• _Selected extract_

Cool cats and delightful dames who think swingin’ jazz is the bee’s knees but are having trouble finding it performed live will want to flock to Speakeasy Night on Saturday at the South Miami-Dade Cultural Arts Center in Miami.

That hopping joint is where the Miami Nice Jazz Festival will present The Hot Sardines, a blistering band from Brooklyn that’s bringing back the “hot jazz” sound from the Roaring Twenties through the ‘40s.

And to fully enjoy the show in style, fans are encouraged to get dolled up in their favorite attire from that golden era, when the foot-stomping sounds of Louis Armstrong, Django Reinhardt and Fats Waller was the true pop music of the day.

The Sardines, featuring bandleader Evan “Bibs” Palazzo and lead singer “Miz Elizabeth” Bougerol, are the real deal, with a smoking horn section, upright bass, stride piano and even a tap dancer. Forbes Magazine called them “one of the best jazz bands in NYC right now.”

• _What is required_
Starting at the words "Cool cats and" and stopping after the words "through the ‘40s.", transcribe that stretch of the Hot Sardines concert preview word for word.

• _Data listing_

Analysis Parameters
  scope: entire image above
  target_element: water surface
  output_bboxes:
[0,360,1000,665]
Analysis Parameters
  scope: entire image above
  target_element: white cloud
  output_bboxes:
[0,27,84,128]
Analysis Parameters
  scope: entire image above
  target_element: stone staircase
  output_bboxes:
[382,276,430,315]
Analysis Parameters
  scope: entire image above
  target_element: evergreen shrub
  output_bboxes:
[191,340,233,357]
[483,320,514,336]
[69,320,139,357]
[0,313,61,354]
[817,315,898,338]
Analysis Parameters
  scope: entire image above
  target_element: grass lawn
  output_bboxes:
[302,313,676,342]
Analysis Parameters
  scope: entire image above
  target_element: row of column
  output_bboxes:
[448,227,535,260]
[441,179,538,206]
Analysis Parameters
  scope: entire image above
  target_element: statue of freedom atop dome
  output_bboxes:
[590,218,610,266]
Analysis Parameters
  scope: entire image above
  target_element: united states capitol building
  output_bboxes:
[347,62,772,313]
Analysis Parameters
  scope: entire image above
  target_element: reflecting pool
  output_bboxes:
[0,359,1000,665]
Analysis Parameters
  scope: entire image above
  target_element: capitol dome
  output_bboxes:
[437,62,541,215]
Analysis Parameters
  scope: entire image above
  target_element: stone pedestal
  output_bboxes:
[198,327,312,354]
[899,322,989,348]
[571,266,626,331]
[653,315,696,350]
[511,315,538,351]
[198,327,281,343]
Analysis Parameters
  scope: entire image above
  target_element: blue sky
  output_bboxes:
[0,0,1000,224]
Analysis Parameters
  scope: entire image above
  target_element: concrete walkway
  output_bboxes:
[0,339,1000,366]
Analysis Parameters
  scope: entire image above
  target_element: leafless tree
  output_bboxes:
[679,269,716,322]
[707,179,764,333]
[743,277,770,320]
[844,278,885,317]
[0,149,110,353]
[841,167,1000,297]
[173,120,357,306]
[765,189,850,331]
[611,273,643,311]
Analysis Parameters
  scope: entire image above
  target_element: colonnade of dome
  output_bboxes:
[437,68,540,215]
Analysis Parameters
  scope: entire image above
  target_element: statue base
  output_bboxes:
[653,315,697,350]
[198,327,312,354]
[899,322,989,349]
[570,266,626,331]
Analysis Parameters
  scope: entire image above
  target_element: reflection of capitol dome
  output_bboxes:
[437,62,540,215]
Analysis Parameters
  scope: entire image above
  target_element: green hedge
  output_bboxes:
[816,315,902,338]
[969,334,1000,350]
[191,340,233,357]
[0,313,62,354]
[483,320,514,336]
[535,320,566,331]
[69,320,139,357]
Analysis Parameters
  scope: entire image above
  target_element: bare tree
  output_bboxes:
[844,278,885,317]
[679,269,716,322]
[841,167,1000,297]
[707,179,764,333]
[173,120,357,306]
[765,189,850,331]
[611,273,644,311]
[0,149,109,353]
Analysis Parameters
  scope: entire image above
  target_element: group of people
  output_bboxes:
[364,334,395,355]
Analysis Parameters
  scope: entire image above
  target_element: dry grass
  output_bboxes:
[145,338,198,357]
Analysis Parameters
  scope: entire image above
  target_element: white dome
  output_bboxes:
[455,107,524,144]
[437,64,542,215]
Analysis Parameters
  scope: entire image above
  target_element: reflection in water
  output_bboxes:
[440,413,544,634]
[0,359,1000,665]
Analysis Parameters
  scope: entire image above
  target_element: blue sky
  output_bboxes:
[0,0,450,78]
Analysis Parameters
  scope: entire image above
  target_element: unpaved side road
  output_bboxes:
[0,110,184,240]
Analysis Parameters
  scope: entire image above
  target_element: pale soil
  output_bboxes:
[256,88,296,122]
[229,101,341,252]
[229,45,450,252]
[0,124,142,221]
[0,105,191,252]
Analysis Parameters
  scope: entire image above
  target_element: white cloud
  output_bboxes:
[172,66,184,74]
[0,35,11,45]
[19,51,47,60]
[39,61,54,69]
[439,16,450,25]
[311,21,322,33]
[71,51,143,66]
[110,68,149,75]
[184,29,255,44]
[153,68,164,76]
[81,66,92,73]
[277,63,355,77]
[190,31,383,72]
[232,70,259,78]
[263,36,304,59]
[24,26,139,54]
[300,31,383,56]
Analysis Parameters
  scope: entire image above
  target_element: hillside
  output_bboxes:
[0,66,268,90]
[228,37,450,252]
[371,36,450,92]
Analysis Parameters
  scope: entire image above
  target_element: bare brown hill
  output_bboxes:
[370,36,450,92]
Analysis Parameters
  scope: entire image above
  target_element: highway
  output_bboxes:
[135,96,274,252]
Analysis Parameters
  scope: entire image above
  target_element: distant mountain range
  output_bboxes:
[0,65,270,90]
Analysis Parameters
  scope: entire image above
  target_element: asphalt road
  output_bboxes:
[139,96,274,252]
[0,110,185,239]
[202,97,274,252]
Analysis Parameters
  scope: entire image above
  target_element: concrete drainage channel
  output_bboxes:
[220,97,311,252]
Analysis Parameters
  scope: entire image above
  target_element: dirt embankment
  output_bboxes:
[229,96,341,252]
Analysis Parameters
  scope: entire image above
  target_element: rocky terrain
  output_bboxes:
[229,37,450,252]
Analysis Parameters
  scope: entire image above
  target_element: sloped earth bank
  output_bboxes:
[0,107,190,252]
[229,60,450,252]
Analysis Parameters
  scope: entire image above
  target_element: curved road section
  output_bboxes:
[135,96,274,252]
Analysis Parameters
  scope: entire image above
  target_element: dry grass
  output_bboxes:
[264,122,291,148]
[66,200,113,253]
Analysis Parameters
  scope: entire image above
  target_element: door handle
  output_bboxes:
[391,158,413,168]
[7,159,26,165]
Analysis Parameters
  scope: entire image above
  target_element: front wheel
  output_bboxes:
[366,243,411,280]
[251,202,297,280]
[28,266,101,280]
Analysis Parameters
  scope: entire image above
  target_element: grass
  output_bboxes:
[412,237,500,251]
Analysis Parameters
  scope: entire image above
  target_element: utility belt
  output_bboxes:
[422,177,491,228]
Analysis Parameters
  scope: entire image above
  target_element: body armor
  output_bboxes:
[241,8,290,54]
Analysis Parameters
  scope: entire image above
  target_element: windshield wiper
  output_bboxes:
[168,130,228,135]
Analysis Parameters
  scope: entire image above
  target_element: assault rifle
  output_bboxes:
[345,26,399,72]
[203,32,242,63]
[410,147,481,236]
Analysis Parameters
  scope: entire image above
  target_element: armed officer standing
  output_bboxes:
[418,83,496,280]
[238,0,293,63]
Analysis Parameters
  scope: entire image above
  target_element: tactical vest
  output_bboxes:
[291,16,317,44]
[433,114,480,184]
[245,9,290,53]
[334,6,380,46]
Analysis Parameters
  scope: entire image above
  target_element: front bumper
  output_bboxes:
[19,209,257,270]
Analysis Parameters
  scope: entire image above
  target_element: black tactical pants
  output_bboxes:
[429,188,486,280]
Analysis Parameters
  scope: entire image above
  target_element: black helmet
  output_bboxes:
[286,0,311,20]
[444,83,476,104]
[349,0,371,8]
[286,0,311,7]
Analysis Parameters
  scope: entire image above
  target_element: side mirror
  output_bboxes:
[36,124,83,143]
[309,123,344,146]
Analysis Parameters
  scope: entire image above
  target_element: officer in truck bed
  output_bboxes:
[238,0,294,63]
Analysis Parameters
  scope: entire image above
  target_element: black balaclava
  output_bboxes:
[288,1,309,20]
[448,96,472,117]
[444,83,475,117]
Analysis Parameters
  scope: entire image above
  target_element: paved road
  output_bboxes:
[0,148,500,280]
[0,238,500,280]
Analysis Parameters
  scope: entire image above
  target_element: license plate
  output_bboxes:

• _Output of the task_
Cool cats and delightful dames who think swingin’ jazz is the bee’s knees but are having trouble finding it performed live will want to flock to Speakeasy Night on Saturday at the South Miami-Dade Cultural Arts Center in Miami.

That hopping joint is where the Miami Nice Jazz Festival will present The Hot Sardines, a blistering band from Brooklyn that’s bringing back the “hot jazz” sound from the Roaring Twenties through the ‘40s.